Prompt
Print verbatim the lines of the entries from the one containing "Task: Find the overcast" to the last, inclusive, and no others.

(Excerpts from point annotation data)
'''

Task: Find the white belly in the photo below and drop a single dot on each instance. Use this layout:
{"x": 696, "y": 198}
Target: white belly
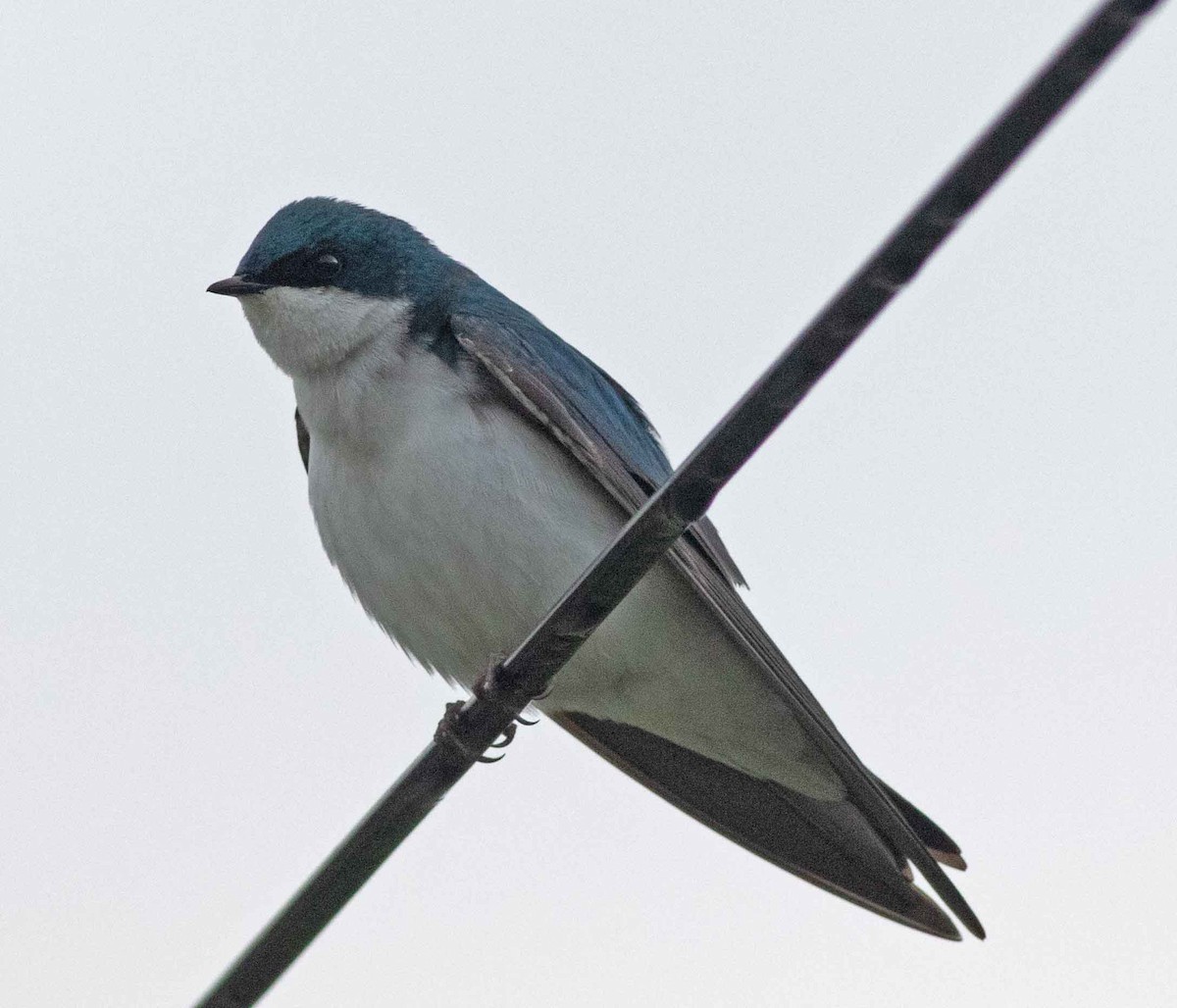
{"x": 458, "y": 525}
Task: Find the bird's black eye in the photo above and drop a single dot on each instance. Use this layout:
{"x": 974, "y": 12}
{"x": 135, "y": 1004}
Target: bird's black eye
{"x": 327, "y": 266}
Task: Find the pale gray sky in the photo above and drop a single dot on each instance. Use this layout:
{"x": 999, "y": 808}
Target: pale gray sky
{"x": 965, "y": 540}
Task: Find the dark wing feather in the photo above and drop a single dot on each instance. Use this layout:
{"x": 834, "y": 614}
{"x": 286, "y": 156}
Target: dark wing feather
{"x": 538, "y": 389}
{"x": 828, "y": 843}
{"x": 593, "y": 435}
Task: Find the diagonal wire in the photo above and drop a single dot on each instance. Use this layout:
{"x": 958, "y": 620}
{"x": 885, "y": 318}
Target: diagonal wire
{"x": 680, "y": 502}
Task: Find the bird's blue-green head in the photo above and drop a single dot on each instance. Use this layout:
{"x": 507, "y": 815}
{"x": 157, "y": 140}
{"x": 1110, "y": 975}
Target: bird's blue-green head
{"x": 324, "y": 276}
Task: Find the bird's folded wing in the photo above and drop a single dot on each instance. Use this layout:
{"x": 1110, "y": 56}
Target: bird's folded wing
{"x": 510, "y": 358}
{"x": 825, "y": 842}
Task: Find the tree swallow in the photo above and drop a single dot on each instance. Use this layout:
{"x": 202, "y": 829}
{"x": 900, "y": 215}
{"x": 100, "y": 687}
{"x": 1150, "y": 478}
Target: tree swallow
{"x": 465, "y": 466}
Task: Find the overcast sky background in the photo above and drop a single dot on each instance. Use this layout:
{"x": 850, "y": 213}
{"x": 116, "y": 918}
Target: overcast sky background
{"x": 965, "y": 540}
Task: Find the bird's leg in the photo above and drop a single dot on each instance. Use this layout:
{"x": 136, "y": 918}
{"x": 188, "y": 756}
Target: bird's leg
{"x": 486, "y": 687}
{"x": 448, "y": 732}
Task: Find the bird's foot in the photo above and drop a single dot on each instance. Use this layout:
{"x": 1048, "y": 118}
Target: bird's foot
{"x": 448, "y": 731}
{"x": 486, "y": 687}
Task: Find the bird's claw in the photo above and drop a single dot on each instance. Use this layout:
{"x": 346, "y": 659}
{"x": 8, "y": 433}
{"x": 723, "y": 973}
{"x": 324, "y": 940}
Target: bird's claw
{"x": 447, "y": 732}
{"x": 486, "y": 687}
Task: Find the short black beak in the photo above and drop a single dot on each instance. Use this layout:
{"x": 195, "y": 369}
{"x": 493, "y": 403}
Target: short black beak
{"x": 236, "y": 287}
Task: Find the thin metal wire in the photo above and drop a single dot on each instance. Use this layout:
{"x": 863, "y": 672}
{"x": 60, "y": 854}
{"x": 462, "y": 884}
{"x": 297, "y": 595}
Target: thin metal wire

'''

Answer below
Task: Find the overcast sky background in the photo above and drop a single dot on each instance. Use this layout:
{"x": 850, "y": 213}
{"x": 116, "y": 918}
Target: overcast sky background
{"x": 965, "y": 540}
Task: Find the bird's leg in the photo above and drop a single dot on each instance. Use this layout:
{"x": 136, "y": 918}
{"x": 188, "y": 756}
Target: bird's leg
{"x": 486, "y": 687}
{"x": 448, "y": 732}
Task: Find the bird's foot in the photo above and drop a single dot on each instance. Use this layout:
{"x": 1048, "y": 118}
Target: bird's foot
{"x": 448, "y": 731}
{"x": 486, "y": 687}
Task: Find the bird's claw in the photo above and drop a single dot on each instance. Use this layout:
{"x": 346, "y": 659}
{"x": 8, "y": 433}
{"x": 723, "y": 973}
{"x": 324, "y": 940}
Target: bird's claw
{"x": 447, "y": 732}
{"x": 486, "y": 687}
Task: Find the short black beak in the photo above and drop a single dot on each instance. Use this layout:
{"x": 195, "y": 369}
{"x": 493, "y": 403}
Target: short black beak
{"x": 236, "y": 287}
Task: Find the thin metal wire in the photo above and drop a single dot on each instance. Use this layout:
{"x": 863, "y": 672}
{"x": 60, "y": 854}
{"x": 462, "y": 884}
{"x": 297, "y": 595}
Target: thin metal wire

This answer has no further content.